- [Exercise aim]: The lines below, beginning at the one that contains "Target: balcony" and ending at the last, are to be retyped exactly.

- [Record extracts]:
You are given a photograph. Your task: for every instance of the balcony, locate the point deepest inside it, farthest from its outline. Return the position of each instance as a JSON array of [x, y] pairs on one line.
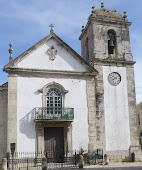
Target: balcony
[[53, 114]]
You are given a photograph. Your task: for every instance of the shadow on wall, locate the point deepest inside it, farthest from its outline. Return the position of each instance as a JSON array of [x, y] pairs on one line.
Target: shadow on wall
[[27, 125]]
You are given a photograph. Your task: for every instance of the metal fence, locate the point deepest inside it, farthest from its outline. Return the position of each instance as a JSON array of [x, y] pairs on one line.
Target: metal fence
[[30, 160]]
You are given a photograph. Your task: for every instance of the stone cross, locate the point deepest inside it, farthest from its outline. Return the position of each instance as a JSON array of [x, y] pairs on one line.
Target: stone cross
[[52, 26]]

- [Your response]:
Target: balcony
[[53, 114]]
You are given a photograph. Your task: for every instance of the shadow on wall, locate the point deepest inside it, farthest from its outline. Return the position of each instance as a JSON array of [x, y] pairs on one line.
Target: shadow on wall
[[27, 125]]
You are given a photograph. Your task: for every instance of the metal fence, locate the point deepest inside it, farthest from its outline. Return the position of each instance as a JSON array of [x, y] pairs on one line.
Target: metal fence
[[30, 160]]
You are given a photograph. Your task: for every instance of the stone cross, locate the point deepest inside it, farthest from its outline. Return the position of each instance as a JSON array of [x, y] pairs on one line.
Target: stone cross
[[52, 26]]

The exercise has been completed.